BEGIN DATA RECORDS
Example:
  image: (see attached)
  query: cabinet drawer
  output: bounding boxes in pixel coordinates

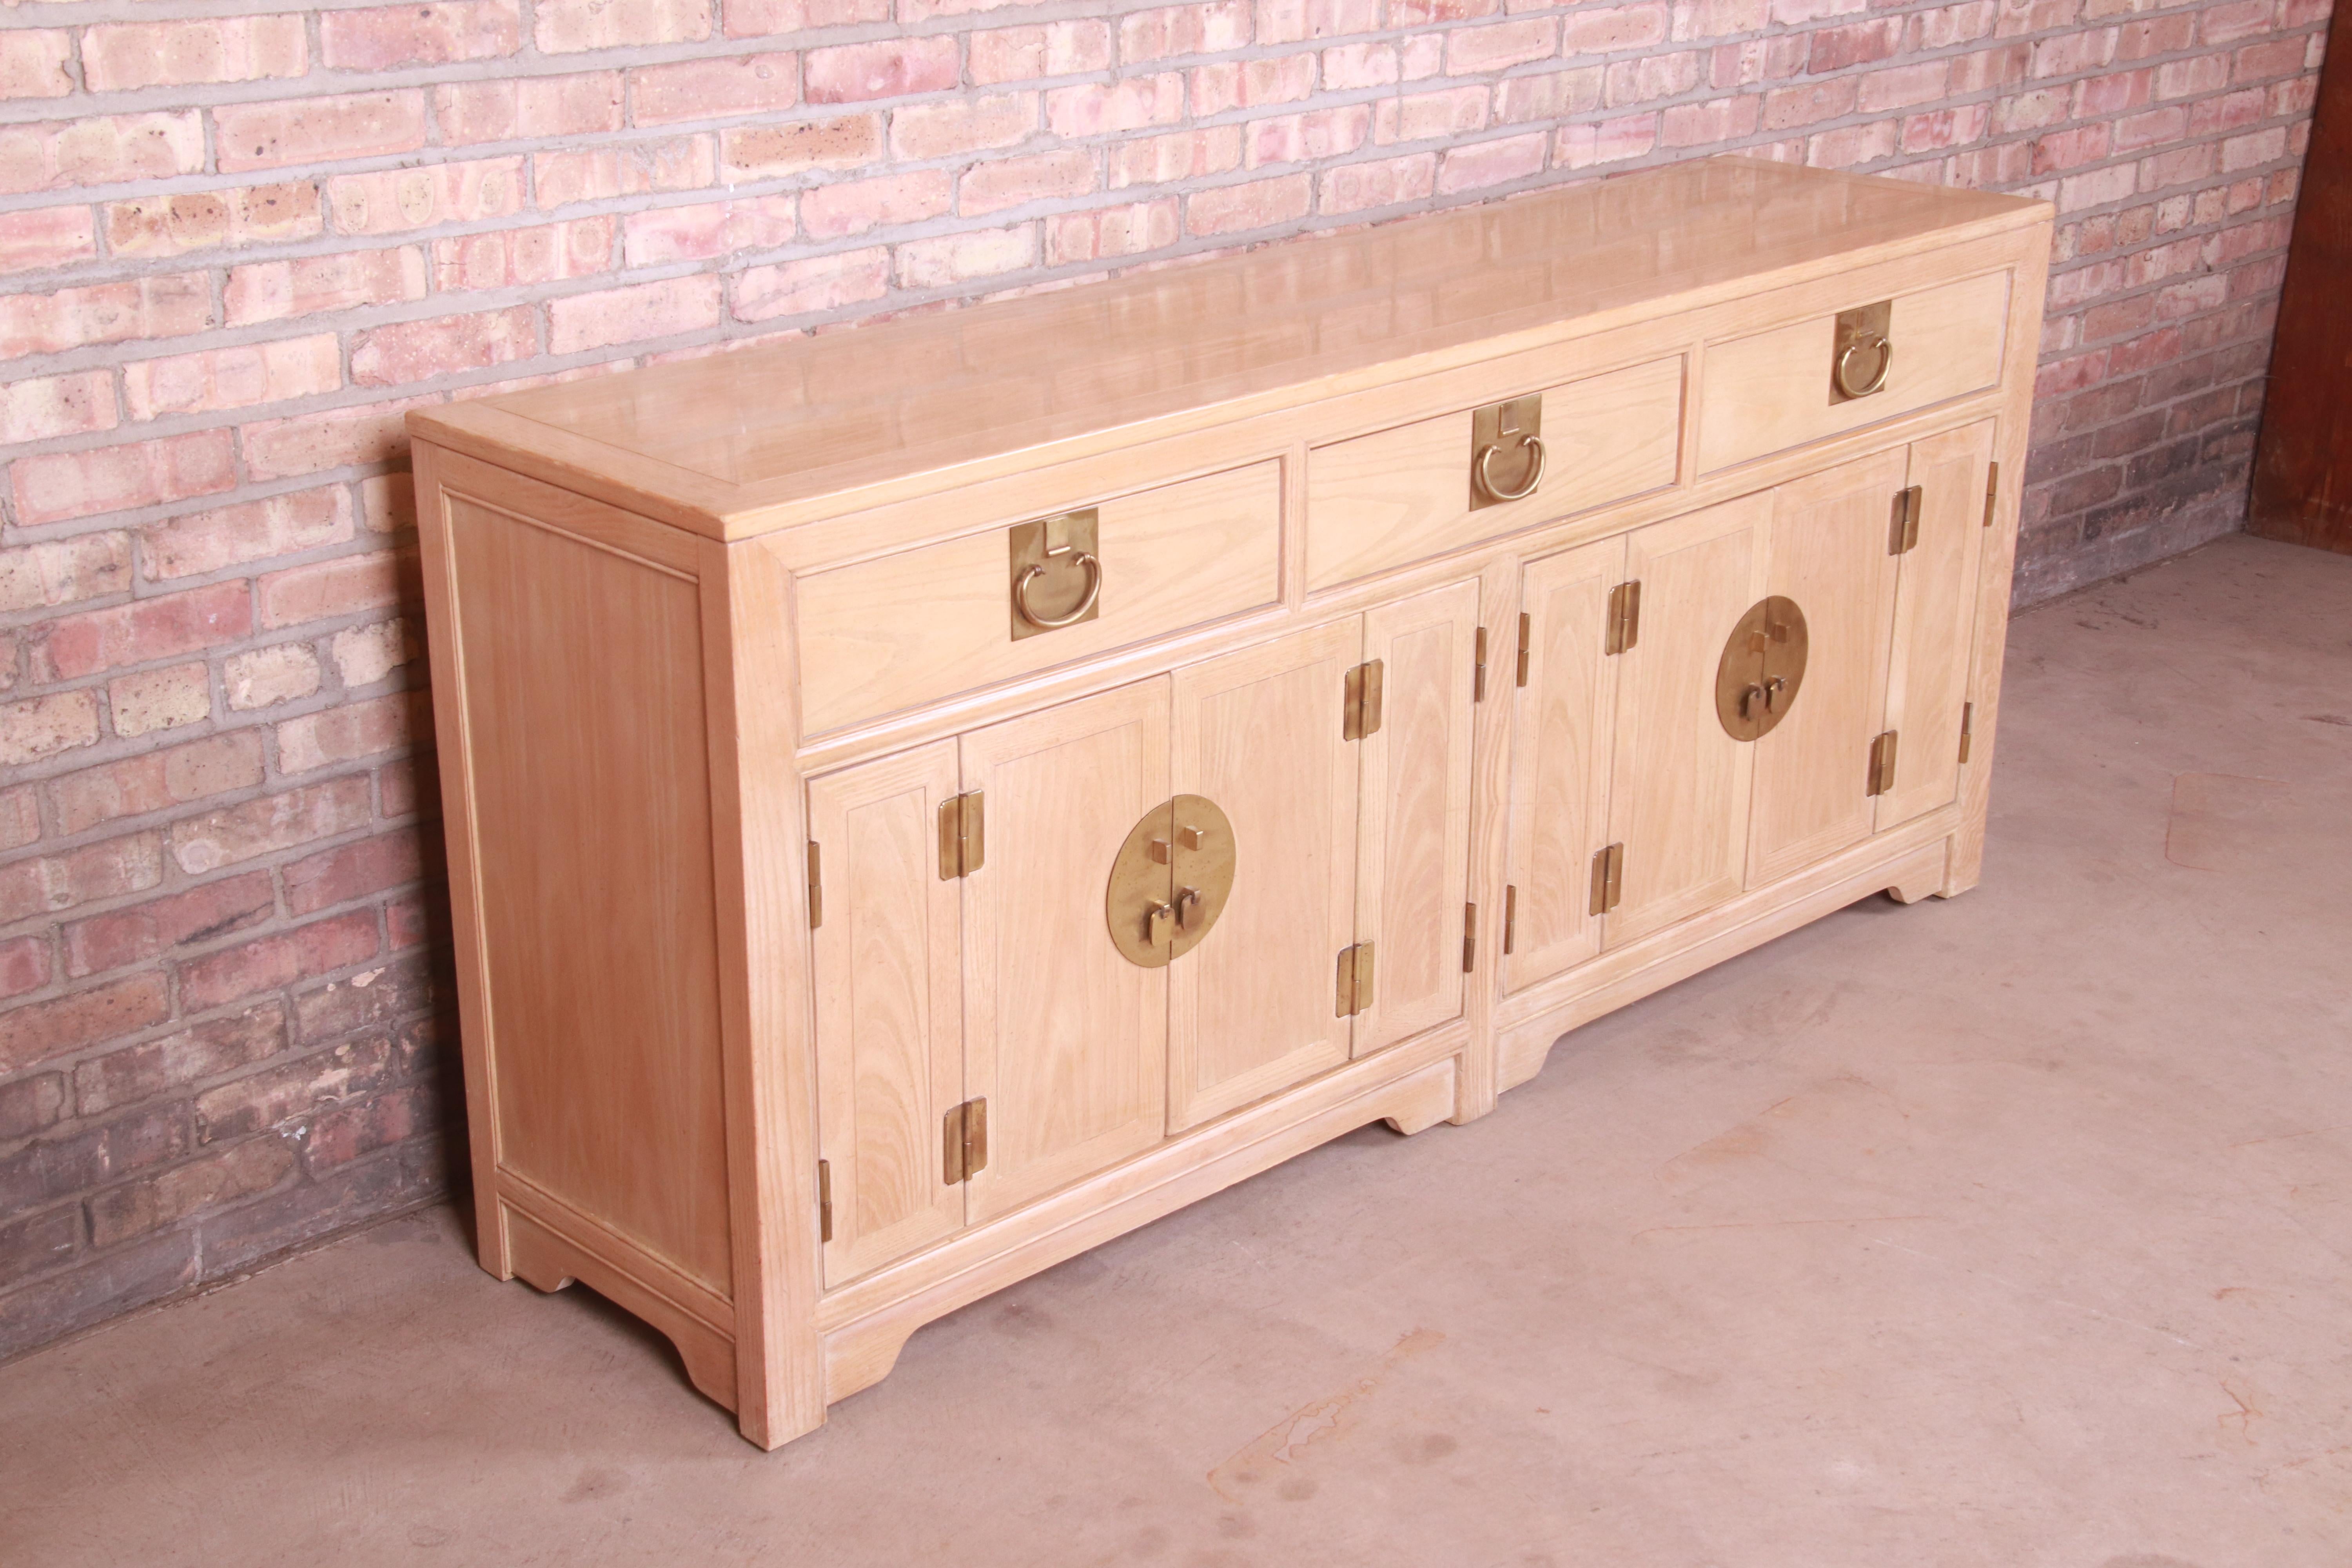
[1305,356,1683,593]
[1697,270,2011,474]
[796,462,1281,735]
END DATA RECORDS
### WORK INSTRUCTION
Set down the lines of the records above exactly, apart from the pictures.

### ANSWER TO THIS EXERCISE
Example:
  image: (see attached)
  query: cabinet drawer
  output: bounding boxes in pixel coordinates

[1305,356,1683,593]
[1697,270,2011,474]
[796,462,1281,735]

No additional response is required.